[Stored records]
- Opening Delimiter -

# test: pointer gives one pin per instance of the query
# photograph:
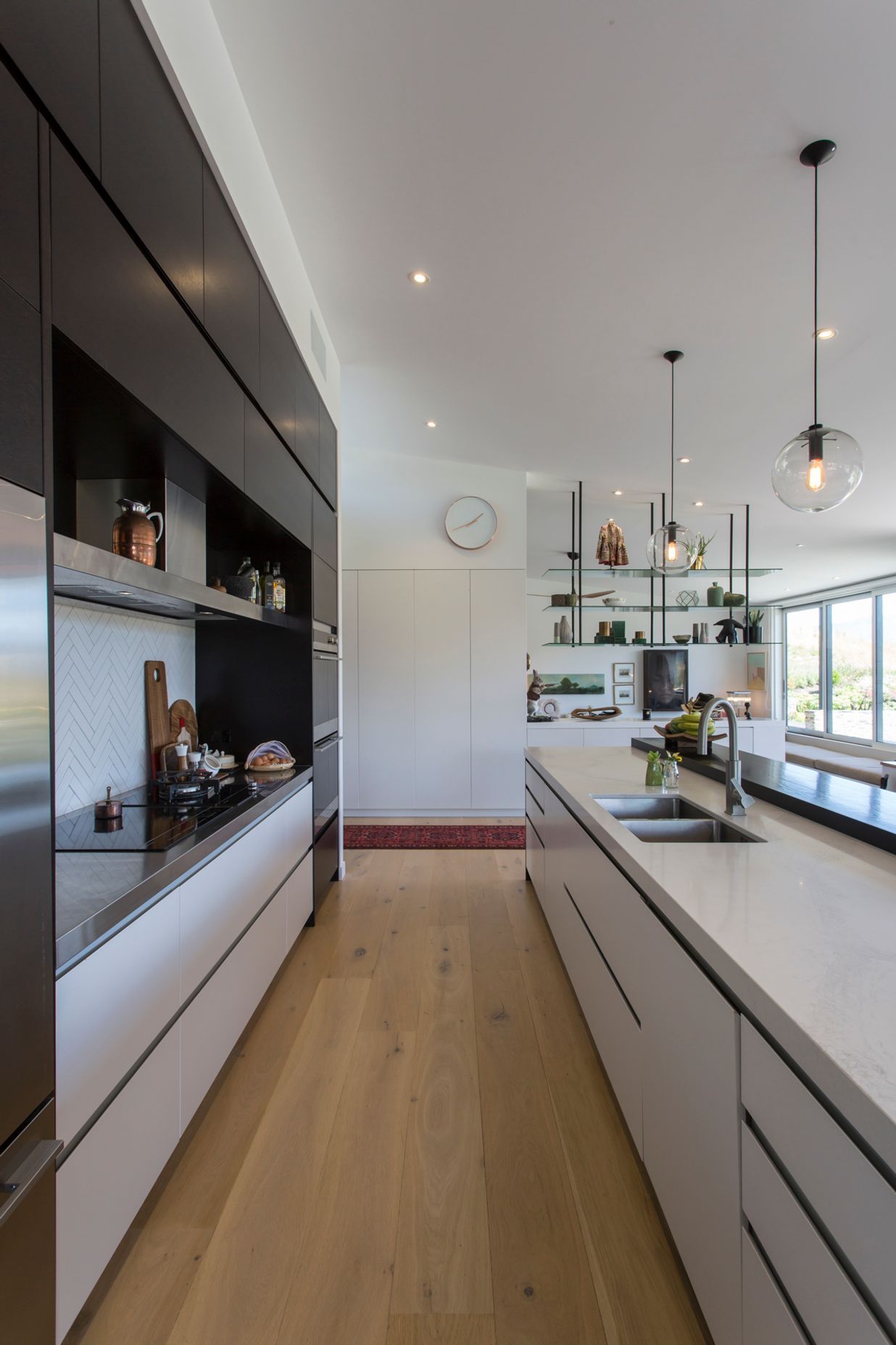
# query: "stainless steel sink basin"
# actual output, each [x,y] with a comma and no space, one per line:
[669,819]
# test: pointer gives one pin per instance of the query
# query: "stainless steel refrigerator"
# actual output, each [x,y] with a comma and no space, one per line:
[28,1143]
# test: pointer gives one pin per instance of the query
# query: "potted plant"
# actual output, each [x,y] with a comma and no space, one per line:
[697,550]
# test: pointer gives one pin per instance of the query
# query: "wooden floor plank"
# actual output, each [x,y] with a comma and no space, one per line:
[639,1288]
[441,1254]
[240,1293]
[344,1277]
[541,1280]
[441,1330]
[394,990]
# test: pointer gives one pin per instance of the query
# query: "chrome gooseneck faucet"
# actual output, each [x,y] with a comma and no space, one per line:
[737,798]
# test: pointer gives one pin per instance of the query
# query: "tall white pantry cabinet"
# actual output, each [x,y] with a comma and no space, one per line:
[435,676]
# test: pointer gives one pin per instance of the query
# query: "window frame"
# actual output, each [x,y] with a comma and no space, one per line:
[825,605]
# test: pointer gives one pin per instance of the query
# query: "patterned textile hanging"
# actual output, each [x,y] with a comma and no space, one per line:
[611,545]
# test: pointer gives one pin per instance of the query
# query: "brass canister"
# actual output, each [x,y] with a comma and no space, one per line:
[133,533]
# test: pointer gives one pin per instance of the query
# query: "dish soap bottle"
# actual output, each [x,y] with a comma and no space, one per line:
[279,589]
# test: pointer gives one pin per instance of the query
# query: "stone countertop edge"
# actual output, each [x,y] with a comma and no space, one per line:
[165,871]
[853,1072]
[801,788]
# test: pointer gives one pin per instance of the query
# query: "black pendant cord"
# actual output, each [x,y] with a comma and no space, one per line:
[816,314]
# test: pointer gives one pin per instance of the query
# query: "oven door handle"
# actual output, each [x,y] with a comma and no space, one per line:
[30,1169]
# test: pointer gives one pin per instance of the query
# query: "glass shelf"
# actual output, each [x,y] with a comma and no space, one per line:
[657,575]
[676,607]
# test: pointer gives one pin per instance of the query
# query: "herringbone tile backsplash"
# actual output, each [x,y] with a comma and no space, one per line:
[101,704]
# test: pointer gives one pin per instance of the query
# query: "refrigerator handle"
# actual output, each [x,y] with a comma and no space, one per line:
[17,1185]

- Closing Delimiter -

Every entry above should be duplicated exactly. Do not include the images.

• **Answer to the exercise**:
# test: pointer gives one pin per instance of the query
# photograph:
# query: "stainless steel sink basin"
# actual output, each [x,y] with a comma and no space, one per line:
[669,819]
# test: pointer gives one pin per instance of the query
# query: "stainless steel refrigerator"
# actual output, each [x,y] with a comma and no space, one per line:
[28,1143]
# test: pointer gives one pin per instance of the query
# query: "potted plant"
# actual output, each [x,y] with a comma and no space, one per line:
[697,550]
# test: pointer gives one pin per instance of the query
# query: "wooden floor plank"
# actual output, each [x,y] with a comma and no space, one per line:
[639,1288]
[441,1254]
[240,1293]
[344,1277]
[541,1280]
[441,1330]
[394,990]
# test: pointer gives one pin per instance of the query
# query: "chrome gooseneck faucet"
# actual output, each [x,y] with a comma and no space, one per line:
[737,798]
# test: pointer gives one pin per instance of the query
# query: "tall white pantry cabinet"
# actual output, each [x,y] with a comma and no space, one per line:
[435,676]
# test: pointer gives one pin per instance of the query
# query: "window frame"
# actual output, each [x,y] with a comma and no space, one per line:
[825,605]
# test: pointer gives one pin per instance of the query
# query: "patterned textile hanging"
# actual output, each [x,y] with a comma and no space, one per line:
[611,545]
# test: pointer gives one pin per instance of the query
# query: "brass canister"
# actual output, each [x,y] with a comma and no space, one per line:
[133,533]
# test: pointer gives one pin per instance of the query
# query: "dish soap bottle"
# actual output, each [x,y] with a comma and no space, one per line:
[279,589]
# test: pointer gives one pin per instance of the query
# query: "stone countertop edge"
# actual output, each [x,y] with a comma and no space, one per line:
[165,871]
[853,1072]
[801,788]
# test: pointer gives one pin per instance of the query
# query: "black pendant cord"
# actual output, each [x,y] with a comma and no space, one per line:
[816,314]
# test: pointer gives one pin per instance of the query
# query: "oven door handle"
# actual output, each [x,y] with a comma and no space, one per line:
[30,1169]
# test: pointer gives one pin per instance of the query
# query: "glass shelf"
# actual output, each [x,y] with a comma and no space, one per line:
[657,575]
[676,607]
# test: pointer gives one pin per instance of the query
# query: "herringbone tile backsplash"
# actual output, each [x,y] with a comma and no space, one per line:
[101,704]
# test: pointer gives one pin per instance of the query
# query: "refrigerator handle"
# actual output, each [x,y] with a comma and no space, one per line:
[17,1185]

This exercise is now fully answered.